■ AVAILABLE RECORDS:
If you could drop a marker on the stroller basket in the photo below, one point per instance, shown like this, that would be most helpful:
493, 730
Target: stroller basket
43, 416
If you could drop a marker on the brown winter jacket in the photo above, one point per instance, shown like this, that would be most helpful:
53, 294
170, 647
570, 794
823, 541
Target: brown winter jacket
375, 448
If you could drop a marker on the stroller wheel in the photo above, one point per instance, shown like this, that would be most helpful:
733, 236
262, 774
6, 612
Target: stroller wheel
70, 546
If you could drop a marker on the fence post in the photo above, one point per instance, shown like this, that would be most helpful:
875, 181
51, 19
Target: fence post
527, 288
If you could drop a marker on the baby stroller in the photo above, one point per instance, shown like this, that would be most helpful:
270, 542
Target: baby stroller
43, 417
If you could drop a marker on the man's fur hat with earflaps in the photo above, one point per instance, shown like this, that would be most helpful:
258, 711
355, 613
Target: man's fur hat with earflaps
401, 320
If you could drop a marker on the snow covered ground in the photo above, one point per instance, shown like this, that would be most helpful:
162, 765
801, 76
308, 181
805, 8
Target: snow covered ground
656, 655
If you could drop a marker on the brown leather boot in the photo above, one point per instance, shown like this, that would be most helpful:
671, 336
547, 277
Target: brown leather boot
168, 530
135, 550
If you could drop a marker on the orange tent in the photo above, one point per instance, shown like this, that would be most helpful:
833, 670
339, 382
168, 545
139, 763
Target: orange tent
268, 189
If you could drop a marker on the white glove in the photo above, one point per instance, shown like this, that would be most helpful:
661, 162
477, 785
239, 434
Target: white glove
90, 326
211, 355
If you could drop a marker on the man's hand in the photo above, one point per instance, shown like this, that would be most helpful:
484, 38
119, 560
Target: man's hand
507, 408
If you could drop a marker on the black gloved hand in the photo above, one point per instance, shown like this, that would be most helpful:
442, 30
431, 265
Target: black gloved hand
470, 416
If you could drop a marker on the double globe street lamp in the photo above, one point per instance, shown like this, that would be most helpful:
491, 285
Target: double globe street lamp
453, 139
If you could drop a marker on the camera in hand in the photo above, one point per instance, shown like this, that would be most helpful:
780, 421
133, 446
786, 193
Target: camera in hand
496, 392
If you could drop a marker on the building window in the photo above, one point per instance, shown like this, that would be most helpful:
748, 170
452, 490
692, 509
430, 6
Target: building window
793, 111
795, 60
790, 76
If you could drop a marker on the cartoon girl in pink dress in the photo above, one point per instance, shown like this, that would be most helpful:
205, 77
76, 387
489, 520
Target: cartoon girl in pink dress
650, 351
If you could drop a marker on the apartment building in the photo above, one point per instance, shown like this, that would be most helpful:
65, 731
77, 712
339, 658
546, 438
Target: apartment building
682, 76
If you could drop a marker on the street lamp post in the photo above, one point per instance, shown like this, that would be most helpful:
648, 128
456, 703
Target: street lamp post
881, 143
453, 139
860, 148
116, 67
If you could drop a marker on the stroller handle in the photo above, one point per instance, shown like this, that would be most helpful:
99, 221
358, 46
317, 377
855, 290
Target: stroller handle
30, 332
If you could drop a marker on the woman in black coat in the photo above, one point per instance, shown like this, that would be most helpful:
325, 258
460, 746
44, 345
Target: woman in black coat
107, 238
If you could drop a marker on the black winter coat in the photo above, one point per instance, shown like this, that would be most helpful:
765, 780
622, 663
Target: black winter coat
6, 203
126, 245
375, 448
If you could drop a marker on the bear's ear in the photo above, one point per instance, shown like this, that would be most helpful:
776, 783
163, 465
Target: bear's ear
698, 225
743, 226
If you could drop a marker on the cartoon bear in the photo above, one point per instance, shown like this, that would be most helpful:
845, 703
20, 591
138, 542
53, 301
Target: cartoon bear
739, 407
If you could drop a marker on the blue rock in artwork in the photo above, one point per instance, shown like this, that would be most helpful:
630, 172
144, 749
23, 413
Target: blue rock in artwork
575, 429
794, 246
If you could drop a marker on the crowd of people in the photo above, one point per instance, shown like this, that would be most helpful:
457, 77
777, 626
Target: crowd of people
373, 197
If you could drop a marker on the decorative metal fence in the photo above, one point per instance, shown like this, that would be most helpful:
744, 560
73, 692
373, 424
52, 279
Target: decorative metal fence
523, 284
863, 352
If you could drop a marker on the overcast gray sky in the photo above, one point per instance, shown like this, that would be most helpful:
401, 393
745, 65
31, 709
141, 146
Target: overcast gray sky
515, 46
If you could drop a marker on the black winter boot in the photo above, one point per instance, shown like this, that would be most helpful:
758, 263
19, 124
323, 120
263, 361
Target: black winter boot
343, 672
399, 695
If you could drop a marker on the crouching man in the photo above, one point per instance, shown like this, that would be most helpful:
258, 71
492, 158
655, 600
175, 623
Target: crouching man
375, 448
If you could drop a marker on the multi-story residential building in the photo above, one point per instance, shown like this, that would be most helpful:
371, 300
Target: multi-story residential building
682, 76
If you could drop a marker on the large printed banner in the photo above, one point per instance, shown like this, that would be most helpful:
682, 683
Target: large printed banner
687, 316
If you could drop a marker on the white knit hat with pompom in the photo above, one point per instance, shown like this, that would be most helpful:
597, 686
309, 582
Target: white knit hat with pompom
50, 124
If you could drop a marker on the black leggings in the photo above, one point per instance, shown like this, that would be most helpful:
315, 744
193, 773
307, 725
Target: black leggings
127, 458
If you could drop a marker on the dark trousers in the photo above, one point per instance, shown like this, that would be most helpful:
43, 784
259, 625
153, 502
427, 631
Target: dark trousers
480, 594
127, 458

■ EXERCISE INSTRUCTIONS: Repeat every line of the records above exactly.

■ SOLUTION FOR THIS EXERCISE:
If you could drop a marker on the stroller basket in the photo below, one point per instance, shown like this, that would be most helpful:
493, 730
Target: stroller basket
43, 416
If you could drop a marker on the brown winter jacket in the photo above, one point per instance, shown like this, that would be most helpful:
53, 294
170, 647
570, 794
823, 541
Target: brown winter jacket
375, 448
If you could drop a marker on the stroller wheel in the photo above, one point per instance, shown like this, that would be most helpful:
733, 236
262, 774
6, 612
Target: stroller wheel
70, 546
If you could drop a marker on the fence post in the photo above, one point per instance, shown like this, that would be most helpful:
875, 181
51, 19
Target: fence post
527, 288
If you could drop a marker on the baby stroller in the photo above, one point per instance, shown like this, that would be most helpful:
270, 542
Target: baby stroller
43, 417
If you could drop a marker on the man's fur hat with earflaps in the photo above, one point per instance, shown like this, that would be most helpful:
258, 711
355, 613
Target: man's fur hat with earflaps
401, 320
If you could drop a marker on the snow covered ground in the photo above, one point per instance, shown like this, that would be most helpful:
162, 765
801, 76
308, 181
805, 8
Target: snow covered ground
656, 655
If you could drop a marker on the brown leather boot in the photo above, one point per instance, shown like this, that would be most helpful:
671, 336
547, 277
Target: brown leather boot
168, 530
135, 550
If you could drop a marker on the orange tent in the photo above, one point per instance, shown like this, that would be most helpful:
833, 670
339, 382
168, 545
139, 763
Target: orange tent
268, 189
If you could drop a marker on the white glove in the photo above, one point per instance, shown like this, that would be most helpful:
661, 162
477, 785
239, 434
Target: white glove
90, 326
211, 355
If you could drop a marker on the man's hand in the photo above, one point per instance, shown like this, that would be most helpful:
484, 38
119, 560
Target: man's hand
507, 408
If you could drop a marker on the black gloved hand in the photo above, one point per instance, shown like this, that would be most helpful:
442, 30
431, 265
Target: black gloved hand
470, 416
If you could drop a marker on the double globe street lamp in the photo above, one point per instance, shown like this, that would be most helpful:
491, 285
Target: double globe street lamp
453, 139
If you could drop a marker on the camera in hand in the photo above, one point per instance, shown like this, that would be most helpful:
780, 421
133, 446
786, 193
Target: camera in hand
496, 392
If you could drop a marker on the building window in the photo above, one point per instance, shown like this, that would be most helpful:
748, 170
452, 490
692, 509
430, 6
Target: building window
793, 111
795, 60
790, 76
If you could drop a marker on the cartoon girl in pink dress in the photo above, one point per instance, shown like this, that would be most helpful:
205, 77
76, 387
489, 520
Target: cartoon girl in pink dress
650, 351
If you could drop a marker on the apartment building in the photo above, one point per instance, shown like this, that would be most helpful:
65, 731
77, 712
339, 658
546, 438
Target: apartment building
682, 76
If you could drop a marker on the street lamp post in the photo above, one point per instance, shown like this, that would be most helpful:
648, 128
456, 703
Target: street lamp post
881, 143
453, 139
860, 148
116, 67
If you could drop a marker on the stroller handle in the photo above, one point per instance, shown like this, that would be most helpful:
99, 221
358, 46
317, 377
855, 290
Target: stroller handle
30, 332
If you could drop a marker on the woman in black coat in the photo above, one point per instance, shown like this, that would be most helpful:
325, 258
460, 746
44, 345
Target: woman in black coat
107, 238
If you could drop a marker on the black winter coat in the photo above, one point per instance, shown like this, that would be most helpful:
765, 780
622, 663
Target: black winter coat
6, 203
126, 245
375, 448
If you could drop a marker on the bear's ear in the photo above, one point per instance, shown like this, that would be most helpful:
776, 783
163, 465
Target: bear's ear
698, 225
743, 226
If you could drop a marker on the cartoon bear in the photo above, one point per instance, shown like this, that would be most helpful:
845, 703
20, 591
138, 542
53, 301
Target: cartoon bear
739, 407
If you could drop a marker on the blue rock in artwork in the photo above, one point per instance, shown like this, that would be most helpful:
630, 172
144, 749
23, 413
Target: blue rock in artwork
575, 429
794, 246
If you could drop a marker on the crowd of people in the photo above, one point per instance, shown like this, that would be most helpful:
457, 77
777, 626
Target: crowd of people
373, 197
If you could drop a marker on the decorative metal fence in the photo above, one point per instance, shown like this, that would be most helpful:
744, 560
73, 692
373, 424
52, 279
Target: decorative metal fence
523, 284
863, 352
If you could drop a marker on the overcast gray sky in the photo above, one point per instance, shown like this, that would be most helpful:
401, 393
745, 65
31, 709
141, 146
Target: overcast gray sky
515, 46
If you could drop a marker on the black winter boot in the photo above, one point per instance, shown like this, that would be most helpful:
758, 263
19, 124
323, 120
263, 361
Target: black winter boot
343, 672
399, 695
If you could drop a marker on the crouching man in the photo above, one point per instance, shown like this, that would be most helpful:
258, 71
492, 158
655, 600
175, 623
Target: crouching man
375, 448
If you could drop a marker on the multi-story residential building in the photo above, one point per instance, shown like this, that would be most helpful:
371, 300
Target: multi-story residential building
682, 76
If you could drop a marker on the large printed banner in the photo above, one point per instance, shown like this, that would be most helpful:
682, 683
Target: large printed banner
687, 316
If you could drop a marker on the white knit hat with pompom in the photo above, one point per instance, shown like this, that would be most helpful:
597, 686
309, 582
Target: white knit hat with pompom
50, 124
If you could drop a marker on the black leggings in the photo above, one point per instance, shown like this, that would be most helpful:
315, 744
193, 773
307, 725
Target: black leggings
127, 458
If you could drop a marker on the dark trousers in the photo above, one point per instance, shown like this, that would be most helpful:
43, 784
259, 625
153, 502
427, 631
Target: dark trousers
480, 594
127, 458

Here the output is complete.